■ BRIEF A ■
Echo the passage of the meeting transcript below, starting at "PRESIDENT GENERAL. Will the delegates" and ending at "a later date?".

PRESIDENT GENERAL. It is moved and seconded that we adjourn. All in favor will please say "aye;" opposed, “no.” The motion is carried. (10.15 p. m.)


At 10 o'clock the President General called the house to order and said: Ladies, as there is not a quorum present, we will be obliged to wait a few moments.

At 10.12. PRESIDENT GENERAL. Will the ladies kindly be seated ? This is the second time we have called to order. Will the delegates in the rear of the hall kindly take their seats ? This is the second time we tried to commence the business of the morning; the first time there was not a quorum present. We will open our session with prayer by the Chaplain General.

CHAPLAIN GENERAL. Let us unite in prayer. Oh Thou who art worthy of the best love of our hearts, of the best praise of our lips, and the best service of our lives, most humbly do we approach Thy throne to-day. We recognize Thy hand in the affairs of our Nation and thank Thee for the wonderful way in which Thou hast led us as a people. Kindle in our hearts and lives the purest patriotism as well as the purest Christianity, and grant that we may ever be found ready and willing to do our full part for our country and our God. Remember in great mercy Thy servant, the President of the United States, and all who are associated with him in executive trust. God guide and protect those who represent us in the diplomatic service of the world. Our Army and Navy remember to bless; and to Thy name shall be the praise, both now and evermore. We humbly beg it all in the name of Him who hath taught us to say, Our Father who art in Heaven, hallowed by Thy name. Thy kingdom come. Thy will be done in earth, as it is in Heaven. Give us this day our daily bread. And forgive us our trespasses as we forgive those who trespass against us. And lead us not into temptation, but deliver us from evil. For Thine is the kingdom, the power and the glory, forever. Amen.

Mr. Foster. Will you kindly turn to the song leaflets and sing the first and second stanzas of “Hail Columbia.”

PRESIDENT GENERAL. Will the delegates kindly listen to the reading of the minutes ? The Official Reader will now read the minutes.

Reader reads them, and adds: The Recording Secretary General has not handed me a typewritten record of last evening's session. She has merely handed me the motions which were acted upon. We had a meeting, hearing the reports of the National Officers, and these are the motions that were submitted during the evening. (Reads them.) Then, I am informed by the Recording Secretary General that it has not been possible to have the minutes of last evening prepared yet as a typewritten report, so that this informal report is given with the motions, if the Chair so rules.

Mrs. BALLINGER. May we not have the minutes in full read at a later date?

Detection annotation records:
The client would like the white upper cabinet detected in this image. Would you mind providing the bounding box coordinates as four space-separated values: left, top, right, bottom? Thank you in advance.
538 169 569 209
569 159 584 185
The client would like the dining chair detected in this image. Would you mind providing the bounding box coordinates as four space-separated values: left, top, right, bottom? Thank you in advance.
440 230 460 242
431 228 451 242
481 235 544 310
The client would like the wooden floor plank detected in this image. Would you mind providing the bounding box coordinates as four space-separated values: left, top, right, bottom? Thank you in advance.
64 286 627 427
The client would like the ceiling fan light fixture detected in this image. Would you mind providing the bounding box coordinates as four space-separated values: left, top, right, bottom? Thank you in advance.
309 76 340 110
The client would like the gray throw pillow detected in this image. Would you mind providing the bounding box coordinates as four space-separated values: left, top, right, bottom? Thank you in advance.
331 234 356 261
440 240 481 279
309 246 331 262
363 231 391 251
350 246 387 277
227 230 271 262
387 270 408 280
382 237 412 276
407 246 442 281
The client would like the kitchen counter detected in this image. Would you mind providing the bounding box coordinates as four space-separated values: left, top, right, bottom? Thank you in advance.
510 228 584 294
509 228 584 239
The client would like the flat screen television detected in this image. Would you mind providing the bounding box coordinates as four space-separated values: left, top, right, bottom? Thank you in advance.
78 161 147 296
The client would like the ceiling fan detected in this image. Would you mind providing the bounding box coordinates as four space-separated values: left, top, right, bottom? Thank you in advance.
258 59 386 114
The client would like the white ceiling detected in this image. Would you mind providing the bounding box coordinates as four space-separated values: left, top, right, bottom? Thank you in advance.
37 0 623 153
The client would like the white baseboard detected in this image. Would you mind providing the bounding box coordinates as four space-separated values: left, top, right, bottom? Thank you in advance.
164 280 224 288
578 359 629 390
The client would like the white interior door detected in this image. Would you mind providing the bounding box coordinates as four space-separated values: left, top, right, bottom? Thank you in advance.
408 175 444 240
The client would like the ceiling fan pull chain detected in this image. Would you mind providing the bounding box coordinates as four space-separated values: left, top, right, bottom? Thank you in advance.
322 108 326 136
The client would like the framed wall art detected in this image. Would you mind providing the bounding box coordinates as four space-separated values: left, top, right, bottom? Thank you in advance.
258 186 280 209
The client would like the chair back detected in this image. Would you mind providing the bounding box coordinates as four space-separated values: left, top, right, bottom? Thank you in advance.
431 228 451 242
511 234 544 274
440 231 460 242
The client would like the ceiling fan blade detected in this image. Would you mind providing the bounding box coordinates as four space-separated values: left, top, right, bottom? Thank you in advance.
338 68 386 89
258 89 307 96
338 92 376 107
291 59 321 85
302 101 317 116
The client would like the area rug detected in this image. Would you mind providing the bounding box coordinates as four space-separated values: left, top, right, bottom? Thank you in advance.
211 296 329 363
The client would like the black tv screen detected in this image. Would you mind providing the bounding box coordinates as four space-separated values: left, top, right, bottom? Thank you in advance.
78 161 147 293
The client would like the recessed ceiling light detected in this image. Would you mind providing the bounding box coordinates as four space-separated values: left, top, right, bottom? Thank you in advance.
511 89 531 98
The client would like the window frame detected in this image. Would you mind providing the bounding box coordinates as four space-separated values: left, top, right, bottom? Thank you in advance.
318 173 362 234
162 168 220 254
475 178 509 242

■ BRIEF B ■
Return every line of the entries above that contains the string "screen".

■ TASK RESULT A ■
PRESIDENT GENERAL. Will the delegates kindly listen to the reading of the minutes ? The Official Reader will now read the minutes.

Reader reads them, and adds: The Recording Secretary General has not handed me a typewritten record of last evening's session. She has merely handed me the motions which were acted upon. We had a meeting, hearing the reports of the National Officers, and these are the motions that were submitted during the evening. (Reads them.) Then, I am informed by the Recording Secretary General that it has not been possible to have the minutes of last evening prepared yet as a typewritten report, so that this informal report is given with the motions, if the Chair so rules.

Mrs. BALLINGER. May we not have the minutes in full read at a later date?

■ TASK RESULT B ■
The client would like the flat screen television detected in this image. Would you mind providing the bounding box coordinates as four space-separated values: left, top, right, bottom? Thank you in advance.
The client would like the black tv screen detected in this image. Would you mind providing the bounding box coordinates as four space-separated values: left, top, right, bottom? Thank you in advance.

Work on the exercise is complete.